Data to use section start

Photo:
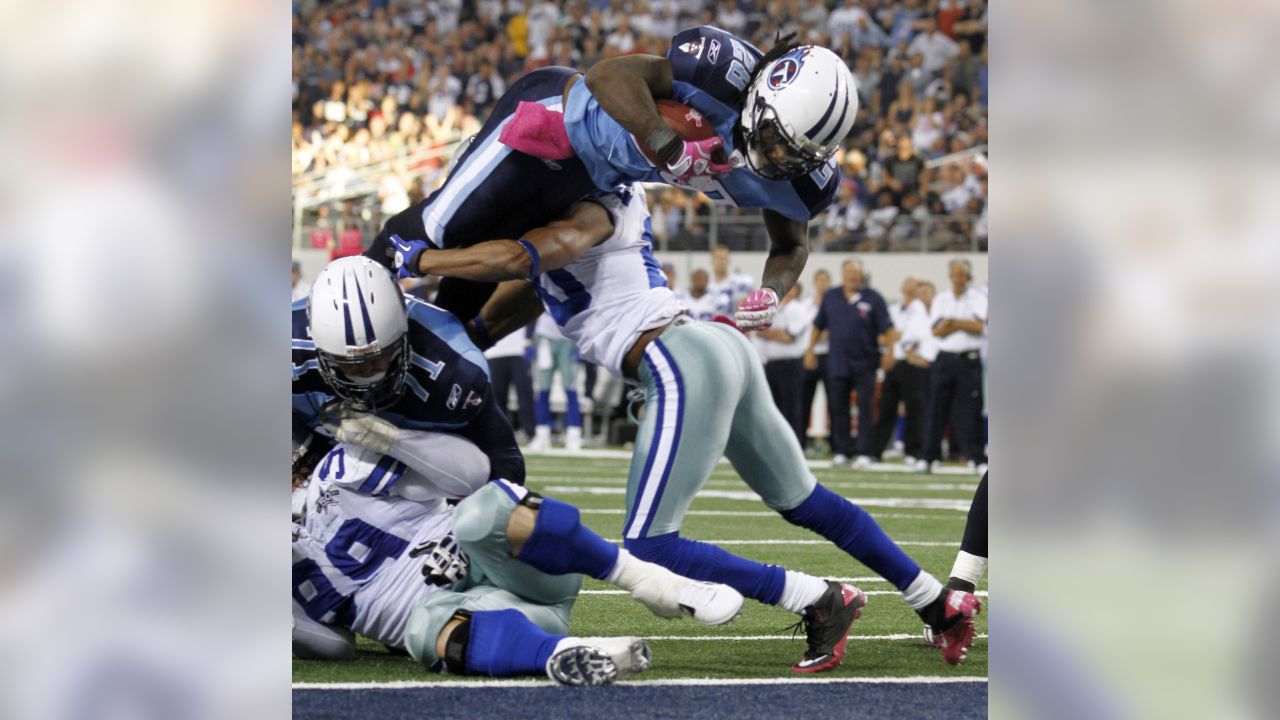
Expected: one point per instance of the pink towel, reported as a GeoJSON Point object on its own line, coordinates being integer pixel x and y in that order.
{"type": "Point", "coordinates": [536, 131]}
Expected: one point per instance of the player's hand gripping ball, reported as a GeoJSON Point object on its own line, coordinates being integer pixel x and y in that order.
{"type": "Point", "coordinates": [407, 253]}
{"type": "Point", "coordinates": [757, 311]}
{"type": "Point", "coordinates": [444, 563]}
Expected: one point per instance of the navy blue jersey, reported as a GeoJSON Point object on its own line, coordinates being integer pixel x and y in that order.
{"type": "Point", "coordinates": [711, 69]}
{"type": "Point", "coordinates": [447, 388]}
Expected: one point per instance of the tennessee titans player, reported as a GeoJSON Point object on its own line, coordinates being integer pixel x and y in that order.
{"type": "Point", "coordinates": [361, 343]}
{"type": "Point", "coordinates": [556, 136]}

Data to use section end

Problem requirements: Would it be possible to reproduce the material word for word, images omitted?

Solved problem:
Photo:
Expected: one point per instance of the pink towel, reported as a GeoJSON Point object on its own line, coordinates being integer pixel x and y in that order.
{"type": "Point", "coordinates": [536, 131]}
Expected: one point per instance of the player's hand gripping ball, reported as a GeoJSON Point object on its own line, coordinates being integer pixel x and y in that order.
{"type": "Point", "coordinates": [407, 253]}
{"type": "Point", "coordinates": [757, 311]}
{"type": "Point", "coordinates": [444, 563]}
Expected: one point per instance of the navy blue jersey, reported as a GeoJSON Point object on its own line, coordinates being integer pixel x and y in that order.
{"type": "Point", "coordinates": [711, 69]}
{"type": "Point", "coordinates": [447, 388]}
Expected: one point per instance of the tennessee titans player, reported as a GeoJSON Point object on its own line, coordinates being integer pixel x and y in that order.
{"type": "Point", "coordinates": [361, 343]}
{"type": "Point", "coordinates": [556, 136]}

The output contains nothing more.